Collected data:
◇ ◇ ◇ ◇ ◇
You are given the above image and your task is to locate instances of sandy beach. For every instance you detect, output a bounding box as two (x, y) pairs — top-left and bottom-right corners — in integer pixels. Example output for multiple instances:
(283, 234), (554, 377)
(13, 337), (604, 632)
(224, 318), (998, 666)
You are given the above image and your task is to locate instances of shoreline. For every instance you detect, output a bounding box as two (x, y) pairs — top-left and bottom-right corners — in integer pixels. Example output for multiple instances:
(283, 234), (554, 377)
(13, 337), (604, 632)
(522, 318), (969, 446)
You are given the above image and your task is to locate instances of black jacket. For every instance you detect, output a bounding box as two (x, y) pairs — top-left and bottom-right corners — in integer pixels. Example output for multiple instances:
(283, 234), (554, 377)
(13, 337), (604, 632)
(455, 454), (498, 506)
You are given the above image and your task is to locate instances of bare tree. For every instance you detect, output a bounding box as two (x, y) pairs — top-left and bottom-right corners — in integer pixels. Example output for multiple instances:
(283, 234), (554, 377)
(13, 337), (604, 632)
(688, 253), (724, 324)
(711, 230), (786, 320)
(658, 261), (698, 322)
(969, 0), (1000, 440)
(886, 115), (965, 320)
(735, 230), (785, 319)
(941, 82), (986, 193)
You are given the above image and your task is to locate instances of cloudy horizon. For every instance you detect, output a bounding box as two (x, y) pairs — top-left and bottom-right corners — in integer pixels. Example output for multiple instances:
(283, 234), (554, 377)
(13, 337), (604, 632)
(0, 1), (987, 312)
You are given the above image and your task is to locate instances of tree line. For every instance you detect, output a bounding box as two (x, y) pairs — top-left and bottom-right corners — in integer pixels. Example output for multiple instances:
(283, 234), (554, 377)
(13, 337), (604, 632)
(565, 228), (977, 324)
◇ ◇ ◇ ◇ ◇
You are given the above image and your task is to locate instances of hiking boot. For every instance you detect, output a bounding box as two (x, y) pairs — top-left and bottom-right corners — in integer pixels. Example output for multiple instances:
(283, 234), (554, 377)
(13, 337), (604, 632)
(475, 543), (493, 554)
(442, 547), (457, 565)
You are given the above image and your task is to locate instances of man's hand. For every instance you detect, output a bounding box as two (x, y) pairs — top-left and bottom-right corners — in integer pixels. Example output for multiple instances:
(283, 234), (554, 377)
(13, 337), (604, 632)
◇ ◇ ◇ ◇ ◇
*ACTION ITEM*: Whenever the string "tree" turns up in a line above, copy that line out.

*RESPONSE*:
You are given the above image and your task is to locate instances of bare tree. For every instance you detect, output a bounding box as two (x, y) pairs — top-left and bottom-right corners — in integer pixels. Example output for multiple instances:
You are given the above image and your task is to locate instances of tree line. For every instance you detect, output a bounding box as two (x, y) pairs — top-left and bottom-right corners — in integer pixels. Example output for multiple instances:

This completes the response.